Each entry needs to appear again, retyped exactly as it is below.
###
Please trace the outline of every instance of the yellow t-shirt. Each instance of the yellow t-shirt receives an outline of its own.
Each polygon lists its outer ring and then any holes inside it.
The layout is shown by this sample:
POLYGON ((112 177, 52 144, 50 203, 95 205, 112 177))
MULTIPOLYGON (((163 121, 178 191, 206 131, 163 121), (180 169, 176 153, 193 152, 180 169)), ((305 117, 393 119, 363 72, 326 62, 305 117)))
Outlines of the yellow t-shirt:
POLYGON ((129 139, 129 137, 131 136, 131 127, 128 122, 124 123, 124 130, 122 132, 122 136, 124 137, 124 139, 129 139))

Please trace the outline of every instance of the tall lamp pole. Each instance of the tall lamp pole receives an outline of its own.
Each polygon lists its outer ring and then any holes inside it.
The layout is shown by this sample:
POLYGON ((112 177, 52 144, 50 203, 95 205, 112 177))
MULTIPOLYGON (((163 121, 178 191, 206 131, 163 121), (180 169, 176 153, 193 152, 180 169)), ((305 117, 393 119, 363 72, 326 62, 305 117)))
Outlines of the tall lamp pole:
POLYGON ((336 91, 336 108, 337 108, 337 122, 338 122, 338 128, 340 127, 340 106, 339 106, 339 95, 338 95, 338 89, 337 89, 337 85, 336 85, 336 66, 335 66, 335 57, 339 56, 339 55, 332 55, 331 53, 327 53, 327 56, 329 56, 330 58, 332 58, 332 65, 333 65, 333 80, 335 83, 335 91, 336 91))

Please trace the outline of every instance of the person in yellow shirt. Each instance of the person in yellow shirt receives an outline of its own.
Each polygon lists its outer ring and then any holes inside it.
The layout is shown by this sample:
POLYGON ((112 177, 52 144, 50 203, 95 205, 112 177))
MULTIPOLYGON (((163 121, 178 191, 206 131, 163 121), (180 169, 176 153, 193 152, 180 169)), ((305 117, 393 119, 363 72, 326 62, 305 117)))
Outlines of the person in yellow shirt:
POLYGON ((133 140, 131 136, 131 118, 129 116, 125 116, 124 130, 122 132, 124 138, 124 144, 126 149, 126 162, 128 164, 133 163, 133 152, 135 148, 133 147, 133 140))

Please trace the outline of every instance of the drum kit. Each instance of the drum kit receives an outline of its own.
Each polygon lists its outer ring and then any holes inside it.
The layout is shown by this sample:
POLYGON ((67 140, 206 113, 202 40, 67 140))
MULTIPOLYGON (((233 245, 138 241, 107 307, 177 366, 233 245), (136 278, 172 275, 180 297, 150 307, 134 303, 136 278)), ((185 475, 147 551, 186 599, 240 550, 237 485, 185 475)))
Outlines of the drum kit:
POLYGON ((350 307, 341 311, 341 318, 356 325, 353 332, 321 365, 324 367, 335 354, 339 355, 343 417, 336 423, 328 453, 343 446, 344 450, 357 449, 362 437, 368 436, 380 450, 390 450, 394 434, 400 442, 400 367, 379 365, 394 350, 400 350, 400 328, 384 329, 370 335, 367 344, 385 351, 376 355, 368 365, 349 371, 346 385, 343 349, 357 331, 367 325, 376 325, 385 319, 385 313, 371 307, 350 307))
###
#### Answer for the task:
Please trace the outline of every instance of the yellow t-shirt. Each instance of the yellow t-shirt receives an outline of its own.
Each polygon lists its outer ring and then any holes inside it.
The layout is shown by this sample:
POLYGON ((112 177, 52 144, 50 203, 95 205, 112 177))
MULTIPOLYGON (((163 121, 178 191, 206 131, 163 121), (180 169, 176 153, 193 152, 180 169)), ((305 117, 393 119, 363 72, 326 62, 305 117)))
Outlines of the yellow t-shirt:
POLYGON ((129 139, 129 137, 131 136, 131 127, 128 122, 124 123, 124 130, 122 132, 122 136, 124 137, 124 139, 129 139))

Please trace the outline of every instance of the tall lamp pole. Each instance of the tall lamp pole receives an outline of its own.
Each polygon lists its outer ring and then any holes inside it.
The layout is shown by this sample:
POLYGON ((112 177, 52 144, 50 203, 95 205, 112 177))
MULTIPOLYGON (((163 121, 178 191, 206 131, 163 121), (180 169, 176 153, 193 152, 180 169)), ((305 117, 393 119, 363 72, 326 62, 305 117)))
Outlines of the tall lamp pole:
POLYGON ((336 91, 336 108, 337 108, 337 122, 338 122, 338 128, 340 127, 340 106, 339 106, 339 95, 338 95, 338 89, 337 89, 337 85, 336 85, 336 66, 335 66, 335 57, 339 56, 339 55, 332 55, 331 53, 327 53, 327 56, 329 56, 330 58, 332 58, 332 65, 333 65, 333 80, 335 83, 335 91, 336 91))

Please trace the outline of every instance of the person in yellow shirt. Each instance of the person in yellow shirt receives an outline of its own.
Each polygon lists its outer ring and then any holes inside it.
The layout is shown by this sample:
POLYGON ((112 177, 52 144, 50 203, 95 205, 112 177))
MULTIPOLYGON (((163 121, 178 191, 206 131, 163 121), (180 169, 176 153, 193 152, 180 169)), ((305 117, 393 119, 363 72, 326 62, 305 117)))
Outlines of the person in yellow shirt:
POLYGON ((133 140, 131 136, 131 118, 129 116, 125 116, 124 130, 122 132, 124 138, 124 144, 126 149, 126 162, 128 164, 133 163, 133 152, 135 148, 133 147, 133 140))

Please trace the outline of every instance of the drum kit. Each instance of the drum kit receives an outline of its own.
Each polygon lists its outer ring and then any holes inside it.
The layout is shown by this sample:
POLYGON ((67 140, 206 113, 202 40, 67 140))
MULTIPOLYGON (((233 245, 138 241, 107 307, 177 366, 233 245), (136 278, 172 275, 180 297, 150 307, 134 303, 136 278)), ((185 475, 147 551, 186 599, 240 550, 237 485, 185 475)))
Outlines of the drum kit:
POLYGON ((350 307, 341 311, 341 318, 356 325, 353 332, 321 365, 324 367, 335 354, 339 355, 343 417, 336 423, 328 453, 343 446, 344 450, 357 449, 362 437, 368 436, 380 450, 390 450, 394 434, 400 442, 400 367, 379 365, 394 350, 400 350, 400 328, 384 329, 370 335, 367 344, 385 351, 376 355, 368 365, 349 371, 346 385, 343 349, 357 331, 367 325, 376 325, 385 319, 385 313, 371 307, 350 307))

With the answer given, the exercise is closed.